## Texto de leitura
►

Para um feminismo cristão: reflexões sobre a Carta
Apostólica “Mulieris Dignitatem”
Estudo de Jutta Burggraf, Doutora em Sagrada Teologia e em Pedagogia, publicado em “Romana”, nº 7 (1988).
14/08/2020
5. Maternidade física e maternidade espiritual
A unidade e a igualdade do homem e da mulher não anulam, no
entanto, a diversidade. Tendo insistido até aqui na radical paridade dos dois
sexos, o Santo Padre busca, na segunda parte da Carta Apostólica, as dimensões
específicas. A especificidade não está, sem dúvida, na qualidade ou nos dotes
humanos que caracterizam a um ou a outro. Com efeito, segundo dados
estatísticos, a maior ou menor frequência com que os diversos talentos aparecem
nos homens ou nas mulheres não nos diz nada acerca das pessoas concretas.
Nenhum indivíduo é determinado somente pelo sexo: além de ser homem ou mulher,
possui disposições e aptidões próprias que lhe conferem individualmente
condições para a atividade artística, técnica, científica, social, etc.
A especificidade é, pois, bem mais radical e consiste na
maternidade ou na paternidade (cfr. MD, 17). O Papa fala longamente sobre a
maternidade como dimensão da vocação da mulher (cfr. MD, 18), que implica desde
o início uma especial abertura à concepção ou ao nascimento. Dessa forma, a
mulher se realiza admiravelmente mediante um “dom sincero de si” (MD, 18).

◄

## Listagem fornecida
►

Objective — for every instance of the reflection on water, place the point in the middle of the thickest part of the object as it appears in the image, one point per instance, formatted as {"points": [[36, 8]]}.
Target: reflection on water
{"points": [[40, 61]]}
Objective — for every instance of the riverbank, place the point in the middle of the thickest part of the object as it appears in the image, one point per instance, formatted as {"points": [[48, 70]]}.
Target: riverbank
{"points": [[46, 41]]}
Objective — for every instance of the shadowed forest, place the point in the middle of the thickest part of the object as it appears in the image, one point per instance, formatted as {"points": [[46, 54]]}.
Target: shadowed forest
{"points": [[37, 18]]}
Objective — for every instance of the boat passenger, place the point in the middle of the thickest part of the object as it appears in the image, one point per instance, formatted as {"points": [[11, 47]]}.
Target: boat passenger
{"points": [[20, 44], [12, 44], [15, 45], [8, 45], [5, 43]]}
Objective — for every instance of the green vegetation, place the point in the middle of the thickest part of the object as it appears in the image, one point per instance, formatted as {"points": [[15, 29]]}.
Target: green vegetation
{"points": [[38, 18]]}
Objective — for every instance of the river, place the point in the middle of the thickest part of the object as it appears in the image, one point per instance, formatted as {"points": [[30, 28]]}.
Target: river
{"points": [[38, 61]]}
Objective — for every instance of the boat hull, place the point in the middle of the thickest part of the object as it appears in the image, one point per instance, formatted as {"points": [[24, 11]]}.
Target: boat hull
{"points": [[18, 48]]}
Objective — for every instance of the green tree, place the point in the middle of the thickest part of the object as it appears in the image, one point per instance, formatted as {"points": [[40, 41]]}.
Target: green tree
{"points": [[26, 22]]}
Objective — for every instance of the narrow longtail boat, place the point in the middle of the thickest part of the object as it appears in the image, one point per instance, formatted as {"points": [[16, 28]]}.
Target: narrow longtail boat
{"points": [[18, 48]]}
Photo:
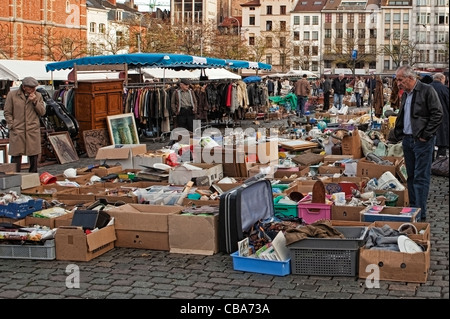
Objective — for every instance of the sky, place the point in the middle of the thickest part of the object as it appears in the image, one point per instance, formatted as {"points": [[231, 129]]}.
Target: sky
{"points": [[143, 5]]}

◄
►

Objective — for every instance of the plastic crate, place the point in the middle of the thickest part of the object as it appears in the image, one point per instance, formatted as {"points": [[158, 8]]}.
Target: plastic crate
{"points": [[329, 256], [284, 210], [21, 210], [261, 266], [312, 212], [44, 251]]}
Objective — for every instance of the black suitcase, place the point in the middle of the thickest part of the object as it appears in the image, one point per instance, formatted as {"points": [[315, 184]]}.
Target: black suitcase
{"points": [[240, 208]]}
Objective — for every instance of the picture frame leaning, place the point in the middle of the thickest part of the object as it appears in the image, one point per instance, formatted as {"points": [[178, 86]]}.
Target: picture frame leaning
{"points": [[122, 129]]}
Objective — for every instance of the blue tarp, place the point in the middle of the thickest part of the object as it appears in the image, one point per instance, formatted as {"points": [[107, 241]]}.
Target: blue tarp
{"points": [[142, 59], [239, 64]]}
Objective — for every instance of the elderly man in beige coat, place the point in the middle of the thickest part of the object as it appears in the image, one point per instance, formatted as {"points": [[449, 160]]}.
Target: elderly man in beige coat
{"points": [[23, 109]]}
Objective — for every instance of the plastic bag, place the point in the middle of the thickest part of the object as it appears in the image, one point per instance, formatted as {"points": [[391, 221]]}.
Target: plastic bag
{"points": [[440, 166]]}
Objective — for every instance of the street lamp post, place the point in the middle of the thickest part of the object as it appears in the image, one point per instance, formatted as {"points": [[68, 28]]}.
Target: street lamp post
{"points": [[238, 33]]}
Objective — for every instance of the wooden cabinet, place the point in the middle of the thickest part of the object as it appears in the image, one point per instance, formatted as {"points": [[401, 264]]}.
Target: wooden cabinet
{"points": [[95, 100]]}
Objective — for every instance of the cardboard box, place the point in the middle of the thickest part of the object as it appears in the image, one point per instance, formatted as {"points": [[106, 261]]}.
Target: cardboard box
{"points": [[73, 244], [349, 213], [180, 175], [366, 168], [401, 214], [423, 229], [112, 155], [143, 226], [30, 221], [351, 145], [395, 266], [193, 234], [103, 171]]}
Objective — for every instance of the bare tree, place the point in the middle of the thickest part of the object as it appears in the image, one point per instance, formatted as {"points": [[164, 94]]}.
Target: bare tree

◄
►

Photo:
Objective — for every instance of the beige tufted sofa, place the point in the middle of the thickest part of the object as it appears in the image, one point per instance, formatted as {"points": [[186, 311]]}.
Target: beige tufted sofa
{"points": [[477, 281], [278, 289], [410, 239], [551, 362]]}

◄

## Tarefa breve 1
Cite sem alterações o trecho do texto sobre a Carta Apostólica “Mulieris Dignitatem” que começa nas palavras “Para um feminismo” e termina em “nº 7 (1988).”.
## Tarefa breve 2
Na listagem, reescreva as linhas que vão da que contém “Objective — for every instance of the bare” até a que contém “Target: bare tree”, ambas incluídas, trocando “bare tree” por “fallen tree” e deixando todo o resto igual.

## Resultado do exercício 1
Para um feminismo cristão: reflexões sobre a Carta
Apostólica “Mulieris Dignitatem”
Estudo de Jutta Burggraf, Doutora em Sagrada Teologia e em Pedagogia, publicado em “Romana”, nº 7 (1988).

## Resultado do exercício 2
Objective — for every instance of the fallen tree, place the point in the middle of the thickest part of the object as it appears in the image, one point per instance, formatted as {"points": [[164, 94]]}.
Target: fallen tree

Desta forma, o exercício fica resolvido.